● APPLY WHAT YOU READ
**1)** Reproduce the passage on California's proposed cigarette tax from "If you create" up to and including "to reducing smoking.".
**2)** Decide whether each statement agrees with the passage on California's proposed cigarette tax. Answer yes or no, and quote the words that settle it. (a) The campaign against Proposition 29 spent more than three times as much as the yes campaign. (b) Proposition 29 would put a $2 tax on cigarette packs. (c) David Veneziano heads the American Cancer Society's California chapter.

● TEXT SEGMENT
##############################

Philip Morris and RJ Reynolds have flooded airwaves with warnings that the proposed $1 tax on cigarette packs is a flawed idea which would bloat government bureaucracy and funnel money out of the state.
The energetic $47.7m campaign more than triple the yes campaign has been fronted by anti-tax activists and dramatically reduced support for Proposition 29, a June 5 ballot measure backed by anti-cancer groups.
"We are still ahead but it's very close. Big tobacco has a bottomless budget to tell lies," said David Veneziano, head of the American Cancer Society's California chapter. "They are trying to protect their profits."
Full: http://www.guardian.co.uk/business/2012/jun/04/california-prop-29-cigarette-tax
Good to see this proposition get international press attention. Of course, if you remember 90s politics as much as grunge music, TGIF, or Seinfeld, you probably know that the tobacco CEOs testified under oath before Congress that nicotine is NOT addictive.
onehandle
(51,122 posts)slackmaster
(60,567 posts)My opinion is that it is inherently counterproductive to fund government with taxes on things that the best interests of public health call for reducing or eliminating.
If you create a big new bureaucracy and fund it with a tobacco tax, then it is no longer in the interests of entrenched government to reduce sales of cigarettes because that would result in decreased revenue.
Education is the key to reducing smoking.

##############################

Saved entries:

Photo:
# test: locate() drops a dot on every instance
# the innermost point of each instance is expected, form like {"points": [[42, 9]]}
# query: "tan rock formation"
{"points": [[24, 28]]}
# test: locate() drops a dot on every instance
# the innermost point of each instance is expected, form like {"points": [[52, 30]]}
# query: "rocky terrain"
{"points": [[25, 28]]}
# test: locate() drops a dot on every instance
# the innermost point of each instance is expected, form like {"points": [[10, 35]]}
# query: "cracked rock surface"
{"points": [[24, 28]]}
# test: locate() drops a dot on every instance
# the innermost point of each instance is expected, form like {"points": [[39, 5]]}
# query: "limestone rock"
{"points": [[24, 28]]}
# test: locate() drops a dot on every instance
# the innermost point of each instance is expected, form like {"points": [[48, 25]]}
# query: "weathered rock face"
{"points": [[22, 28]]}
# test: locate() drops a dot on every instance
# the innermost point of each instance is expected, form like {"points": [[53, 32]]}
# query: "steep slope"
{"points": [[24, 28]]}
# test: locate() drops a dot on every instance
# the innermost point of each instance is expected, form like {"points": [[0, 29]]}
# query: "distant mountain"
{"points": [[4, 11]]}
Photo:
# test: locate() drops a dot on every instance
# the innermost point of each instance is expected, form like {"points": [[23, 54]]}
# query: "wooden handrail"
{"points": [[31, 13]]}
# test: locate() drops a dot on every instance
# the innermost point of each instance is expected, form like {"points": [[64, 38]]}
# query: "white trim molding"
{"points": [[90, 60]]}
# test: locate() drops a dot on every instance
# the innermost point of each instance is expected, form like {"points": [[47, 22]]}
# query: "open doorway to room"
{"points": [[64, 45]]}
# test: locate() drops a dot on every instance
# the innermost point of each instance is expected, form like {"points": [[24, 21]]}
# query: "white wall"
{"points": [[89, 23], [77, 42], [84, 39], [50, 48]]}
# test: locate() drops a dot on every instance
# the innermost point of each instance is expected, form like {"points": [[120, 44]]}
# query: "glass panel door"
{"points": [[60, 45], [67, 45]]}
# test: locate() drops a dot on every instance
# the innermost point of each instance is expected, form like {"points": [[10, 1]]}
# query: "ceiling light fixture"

##############################

● RESULTS FOR THE EXERCISE
**1)**
If you create a big new bureaucracy and fund it with a tobacco tax, then it is no longer in the interests of entrenched government to reduce sales of cigarettes because that would result in decreased revenue.
Education is the key to reducing smoking.

**2)**
(a) Yes: "The energetic $47.7m campaign more than triple the yes campaign"
(b) No: "the proposed $1 tax on cigarette packs"
(c) Yes: "head of the American Cancer Society's California chapter"